__Records from a point annotation dataset__.
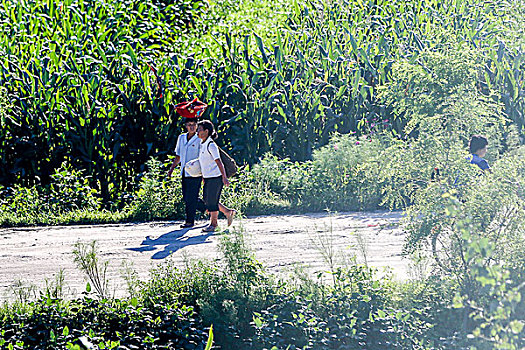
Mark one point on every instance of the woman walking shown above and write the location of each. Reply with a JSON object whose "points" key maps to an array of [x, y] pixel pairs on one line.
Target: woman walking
{"points": [[213, 173]]}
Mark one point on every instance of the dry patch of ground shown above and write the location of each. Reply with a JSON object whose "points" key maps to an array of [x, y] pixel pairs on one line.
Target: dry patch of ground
{"points": [[32, 255]]}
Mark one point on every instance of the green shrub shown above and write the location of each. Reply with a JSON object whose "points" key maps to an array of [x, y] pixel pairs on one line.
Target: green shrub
{"points": [[157, 198]]}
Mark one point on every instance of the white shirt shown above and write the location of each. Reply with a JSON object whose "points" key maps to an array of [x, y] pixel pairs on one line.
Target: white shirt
{"points": [[187, 150], [208, 154]]}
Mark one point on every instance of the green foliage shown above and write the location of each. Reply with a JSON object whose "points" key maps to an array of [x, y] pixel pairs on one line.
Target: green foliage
{"points": [[70, 190], [157, 198], [87, 261]]}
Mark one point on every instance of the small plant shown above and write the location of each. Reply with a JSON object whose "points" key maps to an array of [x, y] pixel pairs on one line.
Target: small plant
{"points": [[130, 275], [156, 197], [88, 262], [55, 288]]}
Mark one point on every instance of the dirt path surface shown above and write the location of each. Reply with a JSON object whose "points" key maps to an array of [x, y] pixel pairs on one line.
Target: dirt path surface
{"points": [[32, 255]]}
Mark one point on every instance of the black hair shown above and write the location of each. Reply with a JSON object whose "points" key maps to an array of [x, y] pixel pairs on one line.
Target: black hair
{"points": [[477, 142], [208, 125]]}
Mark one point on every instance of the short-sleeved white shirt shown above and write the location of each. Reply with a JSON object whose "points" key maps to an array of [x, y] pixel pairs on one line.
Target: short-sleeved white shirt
{"points": [[208, 154], [187, 150]]}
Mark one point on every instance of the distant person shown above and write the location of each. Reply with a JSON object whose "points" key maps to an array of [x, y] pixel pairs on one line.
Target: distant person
{"points": [[213, 173], [478, 150], [188, 146]]}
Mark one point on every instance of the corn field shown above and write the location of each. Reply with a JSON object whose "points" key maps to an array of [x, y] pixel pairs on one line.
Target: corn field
{"points": [[94, 83]]}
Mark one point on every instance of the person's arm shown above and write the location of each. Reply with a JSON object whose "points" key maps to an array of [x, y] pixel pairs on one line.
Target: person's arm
{"points": [[214, 152], [225, 180], [176, 162]]}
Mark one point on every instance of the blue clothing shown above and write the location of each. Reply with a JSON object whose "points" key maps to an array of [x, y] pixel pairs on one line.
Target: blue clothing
{"points": [[187, 150], [475, 159]]}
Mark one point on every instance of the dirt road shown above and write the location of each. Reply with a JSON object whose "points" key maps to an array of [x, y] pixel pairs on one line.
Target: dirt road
{"points": [[31, 255]]}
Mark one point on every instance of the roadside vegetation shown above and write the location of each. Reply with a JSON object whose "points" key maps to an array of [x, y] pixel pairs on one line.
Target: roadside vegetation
{"points": [[353, 105]]}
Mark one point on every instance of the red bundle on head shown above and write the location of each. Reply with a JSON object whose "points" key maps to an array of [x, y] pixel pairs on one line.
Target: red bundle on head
{"points": [[191, 109]]}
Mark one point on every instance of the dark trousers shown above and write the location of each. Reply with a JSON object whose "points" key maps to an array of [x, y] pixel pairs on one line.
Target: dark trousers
{"points": [[212, 193], [190, 194]]}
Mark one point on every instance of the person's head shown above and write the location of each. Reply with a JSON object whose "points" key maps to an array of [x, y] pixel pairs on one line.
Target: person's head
{"points": [[478, 145], [190, 124], [205, 129]]}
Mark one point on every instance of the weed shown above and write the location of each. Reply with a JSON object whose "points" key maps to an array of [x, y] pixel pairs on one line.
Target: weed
{"points": [[88, 262]]}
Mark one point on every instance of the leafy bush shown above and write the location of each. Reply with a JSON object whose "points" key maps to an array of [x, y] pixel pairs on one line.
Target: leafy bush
{"points": [[109, 324], [157, 198]]}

__Do this__. Convert all of the lines above into a numbered list, skipping any blank lines and leaving the pictures out.

__The answer__.
1. Mark one point on every instance of the woman walking shown above and write the location of each. Reply with a JSON object whose "points" key maps to an array of [x, y] pixel pairs on one line.
2. Target: woman walking
3. {"points": [[213, 173]]}
4. Mark one point on every instance of the dry patch of ground shown above and write the location of each. Reply with a JSON object whose "points" key maps to an array of [x, y] pixel pairs on one line.
5. Target: dry patch of ground
6. {"points": [[32, 255]]}
7. Mark one point on every instance of the green shrub shown above and write the location of each. Reply with a JSON object whose "points" key maps to an array of [x, y] pixel pairs on one line.
8. Target: green shrub
9. {"points": [[157, 198]]}
10. Mark one point on every instance of the white shirt shown above and write the location of each. Reply with a JSON object whose "points" key maps to an array of [x, y] pixel pairs on one line.
11. Target: white shirt
12. {"points": [[187, 150], [208, 154]]}
13. Mark one point on every instance of the green foliage shown above and write the location of each. Reply with a JSON object whose "points" key maps to an array of [x, y] pixel pairs on one line.
14. Target: green foliage
15. {"points": [[70, 190], [157, 198], [87, 261]]}
16. Mark one point on every instance of the small plant shown above and write the location of each. Reply with a JSON object whose "points" key maps to an array of [x, y] pixel pairs on one line.
17. Target: small plant
18. {"points": [[130, 275], [156, 197], [88, 262], [55, 288]]}
19. Mark one point on every instance of the dirt path surface shown above and write the location of each. Reply with a JSON object whose "points" key maps to an array of [x, y] pixel pairs on one line.
20. Target: dirt path surface
21. {"points": [[32, 255]]}
22. Mark one point on every instance of the black hair shown above and write the location of each. Reply with a JSON object whose "points" key maps to an array of [x, y] pixel pairs on one line.
23. Target: black hair
24. {"points": [[477, 142], [208, 125]]}
25. Mark one point on every instance of the short-sleeved white shirt shown above and write the location of each. Reply with a JSON object whose "points" key maps to an array of [x, y] pixel pairs on one line.
26. Target: short-sleeved white shirt
27. {"points": [[208, 154], [187, 150]]}
28. Mark one point on every instance of the distant person shown above and write the location of each. Reply with a JSON object whose "points" key maps to an array of [x, y] pixel pairs on one line.
29. Target: distant person
30. {"points": [[213, 173], [478, 150], [188, 146]]}
31. Mark one point on every instance of the corn field shown above and write the location of each. Reply with a JSON object whose "points" key maps to an array of [x, y] pixel pairs on one line.
32. Target: corn field
33. {"points": [[94, 83]]}
34. Mark one point on every instance of the person's arm shown above and write the location of each. Reply with a JSON object whose "points" key maps to an array of [x, y] pixel pairs on one line.
35. Target: person's arm
36. {"points": [[214, 152], [225, 180], [176, 162]]}
37. Mark one point on every instance of the blue clothing shown above and write the location of each. Reply with a JSON object whose "points" key maps to an array of [x, y] pixel pairs on one line.
38. Target: blue clothing
39. {"points": [[187, 150], [475, 159]]}
40. Mark one point on every instance of the dirt road shown above and write the location of each. Reply with a JSON object whose "points" key maps to an array of [x, y] pixel pairs on one line.
41. Target: dirt road
42. {"points": [[31, 255]]}
43. Mark one point on every instance of the roadside vegetation shown above and write the location of each. Reply with a JSON object whose "points" key maps to an array of [x, y] pixel pairs on one line.
44. Target: roadside vegetation
45. {"points": [[353, 105]]}
46. Mark one point on every instance of the red bundle on head shown above and write the location of each. Reply with a JSON object whose "points" key maps to an array of [x, y] pixel pairs on one line.
47. Target: red bundle on head
48. {"points": [[191, 109]]}
49. Mark one point on every instance of the dark trousers shown above and write the location of each. Reply with a JSON object whose "points" key maps to an array of [x, y] pixel pairs on one line.
50. Target: dark trousers
51. {"points": [[212, 193], [190, 194]]}
52. Mark one point on every instance of the person's head shown above and write the location of each. Reply with a JSON object whose "points" key maps to an array of [x, y] pixel pairs on one line.
53. Target: person's head
54. {"points": [[478, 145], [190, 124], [205, 129]]}
55. Mark one point on every instance of the weed shown above and write the location of each. Reply with a JSON object whose "points" key maps to an array of [x, y] pixel pairs on one line.
56. Target: weed
57. {"points": [[88, 262]]}
58. Mark one point on every instance of the leafy bush shown above and write the location of each. Reply with a JSON object whose "points" key maps to an array of [x, y] pixel pairs on one line.
59. Target: leafy bush
60. {"points": [[109, 324], [157, 198]]}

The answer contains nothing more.